Protocol of the Session on March 3, 2011

Herr Präsident, meine sehr geehrten Damen und Herren! Der gerade gehaltene Redebeitrag zeigt wieder einmal: Ein Kaufmann rechnet anders.

(Heiterkeit und Beifall bei der FDP und der CDU)

Was Sie hier dargeboten haben, waren Zahlentricks, die so nicht zu halten sind. Es ist völlig unstreitig, Herr Kaufmann, dass die Landkreise, weil sie weniger Kilometer an Kreisstraßen haben, auch weniger Geld erhalten. Sie haben ausschließlich Landkreise genannt. Sie haben nicht eine Stadt oder Gemeinde genannt, die allesamt – 400 von 426 – davon profitieren, weil sie mehr Geld erhalten, als sie sonst aus dem KFA erhalten würden. Es ist unredlich, wenn Sie sich dann hierhin stellen und solche Zahlen darbieten.

(Beifall bei der FDP und der CDU – Zuruf des Abg. Norbert Schmitt (SPD))

Zu dem, was Sie am Ende gesagt haben, möchte ich nur sagen: Super-Büttenrede am heutigen Altweiberfastnachtsdonnerstag. Ihr lieben Leute, mit dieser Überheblichkeit und Arroganz werden Sie wirklich Mordsstimmen gewinnen. Viel Erfolg dabei.

*Bereitgestelltes Material*.
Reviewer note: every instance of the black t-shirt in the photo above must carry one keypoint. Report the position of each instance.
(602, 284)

*Arbeitsaufträge*.
a. Schreibe aus der Plenarrede die Stelle ab, die mit „Zu dem, was“ beginnt und sich bis einschließlich „Viel Erfolg dabei.“ erstreckt.
b. Setze die Plenarrede im Anschluss an ihren letzten Satz fort.

*Lösungen*.
a.
Zu dem, was Sie am Ende gesagt haben, möchte ich nur sagen: Super-Büttenrede am heutigen Altweiberfastnachtsdonnerstag. Ihr lieben Leute, mit dieser Überheblichkeit und Arroganz werden Sie wirklich Mordsstimmen gewinnen. Viel Erfolg dabei.

b.
(Beifall bei der FDP und der CDU – Norbert Schmitt (SPD): Das sagt ihr von der FDP, mein lieber Schwan! – Zuruf: Narrhallamarsch!)

Zur Antwort, Herr Kaufmann.

Herr Präsident, meine Damen und Herren! Verehrter Herr Kollege Müller, ich nehme zur Kenntnis, dass alle die arrogant und überheblich sind, die Sie auf Fehler hinweisen. Dann ist Ihnen gegenüber fast die gesamte Welt in diesem Zustand. Das muss so sein. Das nehme ich hin.

(Heiterkeit und Beifall bei dem BÜNDNIS 90/DIE GRÜNEN, der SPD und der LINKEN)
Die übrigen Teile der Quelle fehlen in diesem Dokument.